_Text_
Results published on platform other than eStudent, (eg. iLearn, Coursera etc.) or released directly by your Unit Convenor, are not confirmed as they are subject to final approval by the University. Once approved, final results will be sent to your student email address and will be made available in eStudent. For more information visit ask.mq.edu.au or if you are a Global MBA student contact globalmba.support@mq.edu.au

Student Support

Macquarie University provides a range of support services for students. For details, visit http://students.mq.edu.au/support/

Learning Skills

Learning Skills (mq.edu.au/learningskills) provides academic writing resources and study strategies to help you improve your marks and take control of your study.

The Library provides online and face to face support to help you find and use relevant information resources. 

Student Services and Support

Students with a disability are encouraged to contact the Disability Service who can provide appropriate help with any issues that arise during their studies.

Student Enquiries

For all student enquiries, visit Student Connect at ask.mq.edu.au

If you are a Global MBA student contact globalmba.support@mq.edu.au

IT Help

For help with University computer systems and technology, visit http://www.mq.edu.au/about_us/offices_and_units/information_technology/help/

When using the University's IT, you must adhere to the Acceptable Use of IT Resources Policy. The policy applies to all who connect to the MQ network including students.

Assessment Standards

COMP3220 will be assessed and graded according to the University assessment and grading policies.

The following general standards of achievement will be used to assess each of the assessment tasks with respect to the letter grades. 

Grade Range Description
HD 85-100 Provides consistent evidence of deep and critical understanding in relation to the learning outcomes. There is substantial originality, insight or creativity in identifying, generating and communicating competing arguments, perspectives or problem solving approaches; critical evaluation of problems, their solutions and their implications; creativity in application as appropriate to the course/program.
D 75-84 Provides evidence of integration and evaluation of critical ideas, principles and theories, distinctive insight and ability in applying relevant skills and concepts in relation to learning outcomes. There is demonstration of frequent originality or creativity in defining and analysing issues or problems and providing solutions; and the use of means of communication appropriate to the course/program and the audience.
CR 65-74 Provides evidence of learning that goes beyond replication of content knowledge or skills relevant to the learning outcomes. There is demonstration of substantial understanding of fundamental concepts in the field of study and the ability to apply these concepts in a variety of contexts; convincing argumentation with appropriate coherent justification; communication of ideas fluently and clearly in terms of the conventions of the course/program.
P 50-64 Provides sufficient evidence of the achievement of learning outcomes. There is demonstration of understanding and application of fundamental concepts of the course/program; routine argumentation with acceptable justification; communication of information and ideas adequately in terms of the conventions of the course/program. The learning attainment is considered satisfactory or adequate or competent or capable in relation to the specified outcomes.
F 0-49 Does not provide evidence of attainment of learning outcomes. There is missing or partial or superficial or faulty understanding and application of the fundamental concepts in the field of study; missing, undeveloped, inappropriate or confusing argumentation; incomplete, confusing or lacking communication of ideas in ways that give little attention to the conventions of the course/program.

Assessment Process

These assessment standards will be used to give a numeric mark to each assessment submission during marking. The mark will correspond to an appropriate letter grade when relevantly weighted. The final mark for the unit will be calculated by combining the marks for all assessment tasks according to the percentage weightings shown in the assessment summary.

_Data for analysis_
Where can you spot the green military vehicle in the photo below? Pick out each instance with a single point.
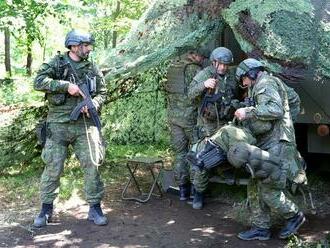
(291, 37)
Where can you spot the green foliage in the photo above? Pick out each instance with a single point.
(140, 117)
(19, 92)
(18, 140)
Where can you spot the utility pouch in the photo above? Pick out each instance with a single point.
(91, 82)
(41, 132)
(56, 99)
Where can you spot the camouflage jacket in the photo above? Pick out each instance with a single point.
(272, 106)
(54, 77)
(181, 110)
(226, 85)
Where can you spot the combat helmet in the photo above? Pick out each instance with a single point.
(246, 68)
(222, 55)
(75, 37)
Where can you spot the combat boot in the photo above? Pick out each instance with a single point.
(95, 214)
(184, 192)
(198, 201)
(292, 225)
(255, 233)
(45, 215)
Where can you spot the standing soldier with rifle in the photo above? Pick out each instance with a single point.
(271, 105)
(75, 91)
(182, 112)
(215, 89)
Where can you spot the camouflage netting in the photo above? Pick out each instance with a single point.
(291, 37)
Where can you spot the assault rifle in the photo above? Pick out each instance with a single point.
(84, 92)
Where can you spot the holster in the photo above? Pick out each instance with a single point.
(41, 132)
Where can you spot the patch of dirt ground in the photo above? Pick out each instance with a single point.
(160, 223)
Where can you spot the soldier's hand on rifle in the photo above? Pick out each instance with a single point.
(240, 114)
(210, 83)
(73, 90)
(85, 110)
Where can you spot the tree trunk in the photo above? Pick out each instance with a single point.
(7, 51)
(114, 32)
(29, 59)
(106, 38)
(114, 38)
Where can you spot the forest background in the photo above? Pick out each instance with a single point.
(134, 118)
(32, 32)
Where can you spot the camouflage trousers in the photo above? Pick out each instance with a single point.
(225, 137)
(264, 197)
(181, 138)
(54, 154)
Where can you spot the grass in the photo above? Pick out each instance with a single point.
(24, 184)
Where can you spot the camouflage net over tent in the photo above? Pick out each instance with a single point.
(291, 36)
(168, 28)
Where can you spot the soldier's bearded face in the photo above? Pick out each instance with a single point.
(221, 68)
(83, 50)
(247, 82)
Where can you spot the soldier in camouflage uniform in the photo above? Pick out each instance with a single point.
(215, 89)
(272, 106)
(182, 113)
(58, 79)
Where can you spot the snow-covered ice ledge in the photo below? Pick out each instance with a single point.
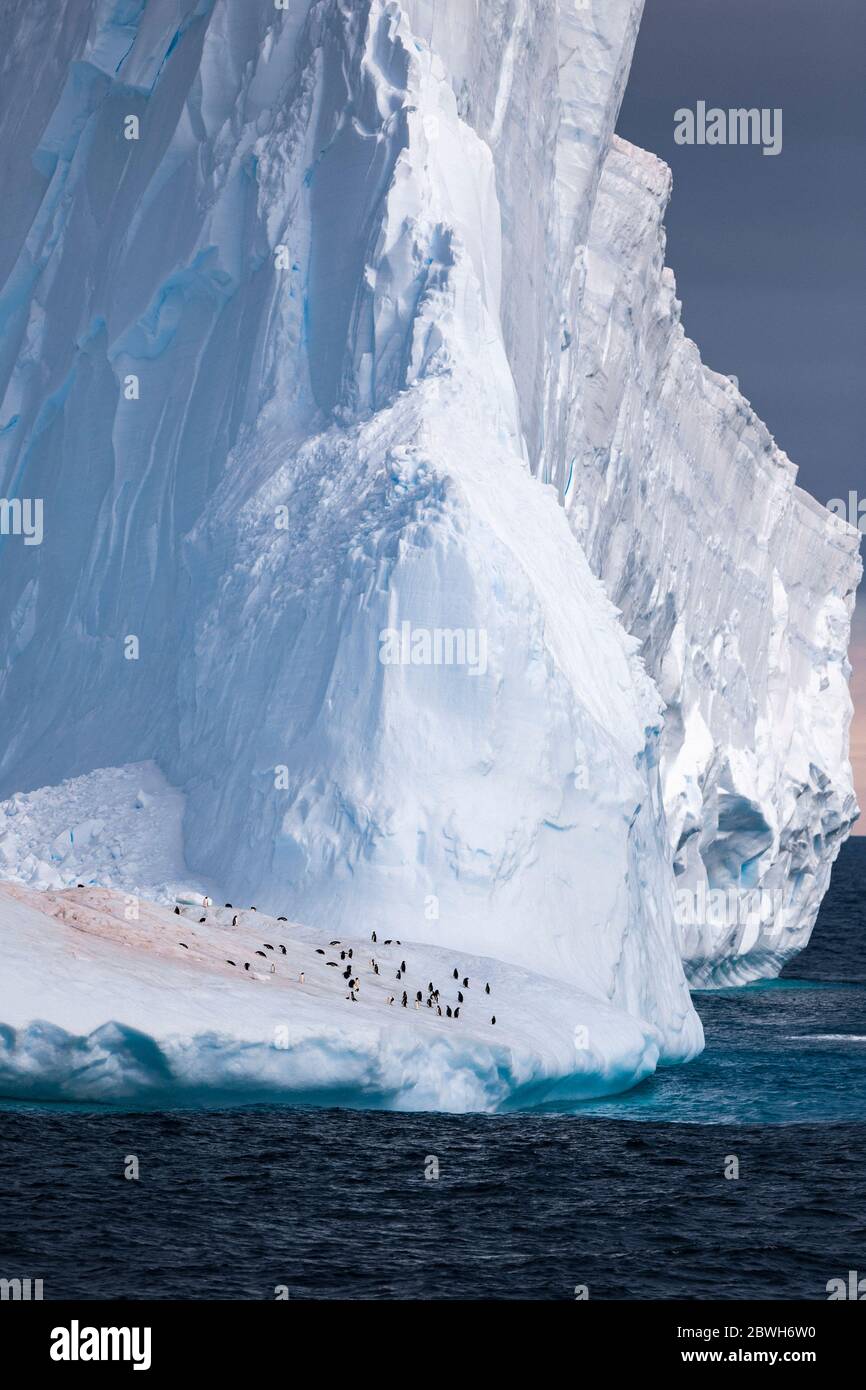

_Exercise goal_
Answer from the unit guide.
(a) Once final results are approved, where are they sent and made available?
(b) What mark range does the CR grade cover?
(c) How is the final mark for the unit calculated?
The rows have no role here.

_Response area_
(a) They are sent to the student email address and made available in eStudent.
(b) 65-74.
(c) The marks for all assessment tasks are combined according to the percentage weightings shown in the assessment summary.